Excerpted text =>

══════════

On the same day, Jeremy Dezani and Guillaume Mauger joined us
to test some more. They brought Antoine Ruel’s UB devotion
decklist, an awkward looking deck featuring a lot of cards I
did not even like in draft (Omenspeaker, Judge’s Familiar). We
had a good laugh about it, until they crushed every green deck
from our gauntlet. Once again, I think that me having a hard
time respecting the deck is actually one of the reason I ended
up playing it: I took my lovely Gruul deck and decided that I
was going to prove them wrong. I tried really hard, but I did
not. Despite winning a few games, I had to admit that our
well-tested list struggled really badly against their
prototype of a deck. And it got even worst after they realized
that mono-U was just better.
Those two factors combined led us to give the deck a spot in
our gauntlet: it worked way better than it looked, and it was
obviously very well-positioned in the new metagame. I still
did not want to play it at that point, but it was clearly a
playable deck. The next day, I decided that since everyone
would focus on beating green decks, it was time to join the
Esper Control bandwagon. I played the deck against, well,
everything, with decent results. But after discussing the
games with the team, we came to the agreement that Esper never
lost to creatures (well, except against mono-red) but only to
non-creature threats. That was why Red-Green did so well
against it: playing Domri Rade, Xenagos, the Reveler and
Burning Earth made your threats more numerous than their
answers. And with that in mind, I went to bed. Meanwhile, some
guys on the team kept working on the Mono-U VS Esper match-up,
trying various plans (Thoughtseize, Ashiok, Nightmare Weaver,
and even Millstone at some point!). So when I woke up the next
day, Guillaume pointed out that from Esper’s point of view,
the most problematic thing he had faced was Jace, Architect of
Thought along with Bident of Thassa. I was kind of surprised,
since it did not seem to do much and could not overcome
Sphinx’s Revelation in terms of raw card advantage. But at
that point of my magic career, there is at least one thing I
have learnt: when I disagree with a better player, odds are
that I am wrong. So I tested his plan, and sure enough, Jace
won every time he resolved. Looking back, I should have
understood it right away: playing Thassa, God of the Sea,
Jace, Architect of Thought and Bident of Thassa represents as
many non-creature threats as what the Big Gruul deck had (in
that regard, Thassa, God of the Sea is definitely not a
creature since it cannot be killed by most removals). So the
sideboarded match-up had to be decent.

══════════

Continue the account of testing the blue devotion deck, picking up right after its final sentence.

Source material =>
══════════

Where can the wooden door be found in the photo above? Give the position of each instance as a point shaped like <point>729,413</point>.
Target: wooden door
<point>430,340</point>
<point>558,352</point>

══════════

Reply =>
From that point, I never considered playing anything else than
Mono-U: I felt comfortable playing against Esper and every
green decks, and I could not see any reason why a midrange
deck would be particularly tough since they flat out lost to
Bident of Thassa (which is the main reason why I wanted to run
two when most of my team ran only one). At that point, I think
having a huge level of confidence in our team members helped a
lot: I knew the other guys had tested other plans and
discarded them, so I did not even bother checking for myself,
and the other guys believed Guillaume and myself (ok, mostly
Guillaume!) when we told them that the Esper match-up was
actually quite winnable after sideboard. Also, this allowed us
to split the hard work efficiently: from that point, some
members focused on building the best sideboard possible while
others made sure we were not missing anything by giving every
archetype we could think of a try. In that regard, Raphael,
Miguel and Melissa made a crazy good work of tuning niche
decks like mono-green just to make sure we tested against the
right versions.
We ended up with almost all the team on Mono-U, with the
exception of Louis and Guillaume playing their Esper (which
was apparently the best version of the deck; in that regard,
them playing only one Detention Sphere when everyone else
played four is a huge testament to the power of instant-speed
spells). Rob also settled on GW, the deck he had played the
most coming into the event. I could not say that I was
entirely confident in Mono-U “first picks” as I called it, but
for bad reasons: the deck was great, I knew it, but some part
of me just could not believe that playing Triton Tactics in a
Pro Tour was the right move. I will confess that I was only
half-disappointed when I saw that other teams played the same
deck: at least, it kind of proved us right.
For reference, here are the 75 cards I ended up registering:
Lands
21 Island
3 Mutavault
Creatures
4 Cloudfin Raptor
4 Frostburn Weird
4 Judge’s Familiar
4 Master of Waves
4 Nightveil Specter
4 Thassa, God of the Sea
4 Tidebinder Mage
2 Omenspeaker
Spells
2 Cyclonic Rift
1 Rapid Hybridization
2 Bident of Thassa
1 Jace, Architect of Thought
Sideboard
1 Mutavault
3 Jace, Architect of Thought
1 Triton Tactics
2 Ratchet Bomb
1 Pithing Needle
3 Negate
1 Jace, Memory Adept
3 Wall of Frost
At this point, you probably know the deck as well as I do, so
I will just discuss the controversy of Aetherling VS Jace,
Memory Adept.Raph’s point is that the game usually goes long,
and that when you hit 8 lands, Aetherling wins every time
while Jace does not. My opinion is that:
• If you hit 8 lands, you probably lost the game since you
should be scrying them away with Thassa, God of the Sea or
exposing them to instant-speed removal with Mutavaults
• Resolving Aetherlingrequires a favorable spot, the kind of
spot that you will not be into it you hit 8 lands
• You might actually lose after casting Aetherling. Their
Aetherling are good at racing just as yours, since they can
“Fog-removal” you a lot and gain lots of life.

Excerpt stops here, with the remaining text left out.